__Extrait du document__
☆ ☆ ☆

Forcées de limiter leurs dépenses militaires afin de respecter les lignes directrices établies par les institutions financières internationales, les autorités rwandaises ont décidé de demander à la population de fournir une "contribution volontaire" destinée à soutenir l'armée. Afin de montrer l'exemple, certains membres de l'Assemblée nationale se sont ainsi engagés à verser l'équivalent de trois mois de salaire. Malgré le fait qu'officiellement cette contribution ne soit en rien obligatoire, les hauts fonctionnaires de l'administration ont communiqué à leur subordonnés les montants devant être fournis. Au ministère de la justice, une échelle de versement basée sur les salaires annuels fut communiquée au personnel. Dans la plupart des services gouvernementaux, ainsi que dans certaines entreprises du secteur privé, on demanda aux salariés de verser un mois de leur salaire. Certains employés du secteur public, tels que le professeurs, reçurent la permission d'échelonner les paiements sur une période allant de deux à cinq mois.73

Les officiels des administrations locales firent également comprendre de manière très claire aux agriculteurs, qui représentent quatre-vingt dix pour cent de la population, qu'eux non plus n'avaient pas vraiment le choix et devaient apporter leur "contribution", même s'il est vrai qu'une plus grande souplesse leur fut accordée au niveau des montants et des délais de paiement. Dans certaines régions, les agriculteurs doivent payer 200 ou 300 francs rwandais (un dollar vaut à peu près 360 francs rwandais) par personne de plus de seize ans composant le ménage, les versements devant se faire en liquide. Dans d'autres régions, ils ont reçu la possibilité de payer en nature. Se procurer de l'argent liquide est dans certains cas extrêmement difficile pour ces populations. Beaucoup d'agriculteurs sont incapables de trouver l'argent nécessaire pour envoyer leurs enfants à l'école (la participation est de 300 francs par semestre) ou acheter des médicaments. Certaines institutions, l'Église par exemple, ainsi que certains étrangers résidant au Rwanda ont eux aussi été invités à contribuer. Dans au moins une commune, les résidents avaient déjà dû verser une autre "contribution" de cent francs rwandais pour soutenir la Local Defense Force.74

Le versement de la "contribution" étant un acte volontaire, certaines autorités locales déclarèrent qu'aucun reçu ne serait délivré. Beaucoup de rwandais hésitent à payer si aucun reçu n'est établi. Ils craignent d'être accusés de non-paiement, de devoir payer à plusieurs reprises ou de voir les sommes versées détournées et utilisées à des fins différentes de celles prévues.75

Certains rwandais s'inquiètent du fait que l'argent récolté puisse un jour servir à acheter des armes qui seraient ensuite utilisées contre eux, tout comme les contributions à l'effort de guerre récoltées en 1992 et 1993 peuvent avoir permis d'acheter des armes utilisées contre les tutsi et l'opposition politique hutu pendant le génocide de 1994.

73 Interviews réalisées par Human Rights Watch, Gisenyi, 31 janvier 2000; Ruhengeri, 8 février 2000; Byumba, 12 février 2000.

74 Interviews réalisées par Human Rights Watch, Gisenyi, 31 janvier 2000; Ruhengeri, 2,3 et 4 mars 2000.

75 Interviews réalisées par Human Rights Watch, Gisenyi, 31 janvier 2000; Ruhengeri, 2,3 et 4 mars 2000.

☆ ☆ ☆

__Consigne__
Dites si chacune de ces affirmations correspond à l'extrait ci-dessus, par oui ou par non, en citant les mots exacts de l'extrait qui tranchent.
1. Des députés ont promis de donner l'équivalent de trois mois de salaire.
2. Les agriculteurs forment environ la moitié de la population.
3. Toutes les autorités locales remettent un reçu à ceux qui paient la « contribution ».

☆ ☆ ☆

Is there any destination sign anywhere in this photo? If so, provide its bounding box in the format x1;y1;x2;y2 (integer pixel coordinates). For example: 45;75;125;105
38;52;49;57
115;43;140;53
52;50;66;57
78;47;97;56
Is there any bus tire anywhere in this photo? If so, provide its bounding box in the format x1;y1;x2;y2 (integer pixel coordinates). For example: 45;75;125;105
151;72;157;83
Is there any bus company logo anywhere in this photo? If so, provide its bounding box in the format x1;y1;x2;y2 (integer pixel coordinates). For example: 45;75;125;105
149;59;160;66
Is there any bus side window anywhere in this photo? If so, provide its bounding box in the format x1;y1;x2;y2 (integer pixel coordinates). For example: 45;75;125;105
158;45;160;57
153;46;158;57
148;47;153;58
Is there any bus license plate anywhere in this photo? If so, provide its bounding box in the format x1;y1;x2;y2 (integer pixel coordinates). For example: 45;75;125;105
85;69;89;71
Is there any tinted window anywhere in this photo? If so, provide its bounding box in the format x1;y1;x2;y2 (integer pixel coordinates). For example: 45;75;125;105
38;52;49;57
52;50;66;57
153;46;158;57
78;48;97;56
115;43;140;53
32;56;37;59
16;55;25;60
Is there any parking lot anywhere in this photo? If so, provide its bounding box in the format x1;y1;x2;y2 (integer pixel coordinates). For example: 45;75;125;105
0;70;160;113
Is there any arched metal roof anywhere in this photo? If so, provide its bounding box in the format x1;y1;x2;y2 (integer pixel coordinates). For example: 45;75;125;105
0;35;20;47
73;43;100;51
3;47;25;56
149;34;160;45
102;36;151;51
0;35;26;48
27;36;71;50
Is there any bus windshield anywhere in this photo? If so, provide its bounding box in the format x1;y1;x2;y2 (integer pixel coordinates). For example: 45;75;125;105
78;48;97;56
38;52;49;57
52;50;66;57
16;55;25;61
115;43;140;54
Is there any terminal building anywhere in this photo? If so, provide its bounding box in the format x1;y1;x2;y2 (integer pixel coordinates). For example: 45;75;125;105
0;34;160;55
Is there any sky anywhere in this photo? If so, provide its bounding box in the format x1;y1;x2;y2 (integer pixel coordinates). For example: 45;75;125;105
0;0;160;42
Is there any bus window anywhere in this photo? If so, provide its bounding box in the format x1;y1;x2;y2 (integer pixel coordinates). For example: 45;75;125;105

☆ ☆ ☆

__Corrigé__
1. Oui : « certains membres de l'Assemblée nationale se sont ainsi engagés à verser l'équivalent de trois mois de salaire ».
2. Non : « qui représentent quatre-vingt dix pour cent de la population ».
3. Non : « certaines autorités locales déclarèrent qu'aucun reçu ne serait délivré ».